MA Pakistan: Schizophrenia Bukan Gangguan Mental
- Pixabay
VIVA.co.id – Pengadilan Tinggi Pakistan menolak schizhophrenia sebagai gangguan mental. Penolakan ini membuat seorang schizhoprenik yang menjadi pelaku pembunuhan bisa dieksekusi.
Tahun 2012, dokter pemerintah Pakistan mengatakan Imdad Ali didiagnosis sebagai pengidap schizophrenia paranoid. Diagnosis ini disampaikan setelah Ali dinyatakan bersalah dan dijatuhi hukuman mati pada 2001 karena membunuh ulama.
Pengacara Ali mengatakan, pria berusia 50 tahun itu tidak layak dieksekusi karena ia tak bisa memahami kejahatan dan hukuman. Jika itu dilakukan, artinya Pakistan melanggar kewajiban Pakistan di bawah PBB, mengenai Konsensi Internasional tentang Hak Sipil dan Hak Politik.
Namun, seperti diberitakan oleh Reuters, Jumat, 21 Oktober 2016, tiga hakim Pakistan di Mahkamah Agung, yang dipimpin oleh Anwer Zaheer Jamali memutuskan, schizophrenia bukanlah "gangguan mental permanen." "Oleh karena itu, penyakit yang bisa disembuhkan, dalam semua kasus, tidak bisa dimasukkan sebagai definisi gangguan mental," ujar hakim, dalam putusan yang dibacakannya pada Kamis, 20 Oktober 2016.

- **Data Latihan**
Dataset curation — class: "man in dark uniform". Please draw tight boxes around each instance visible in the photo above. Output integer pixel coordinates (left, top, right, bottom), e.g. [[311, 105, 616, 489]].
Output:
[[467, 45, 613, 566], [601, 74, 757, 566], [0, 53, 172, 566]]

- **Soal**
Dalam berita tentang putusan Mahkamah Agung Pakistan, siapa yang memimpin tiga hakim yang memutuskan bahwa schizophrenia bukan "gangguan mental permanen"?

- **Jawaban**
Anwer Zaheer Jamali.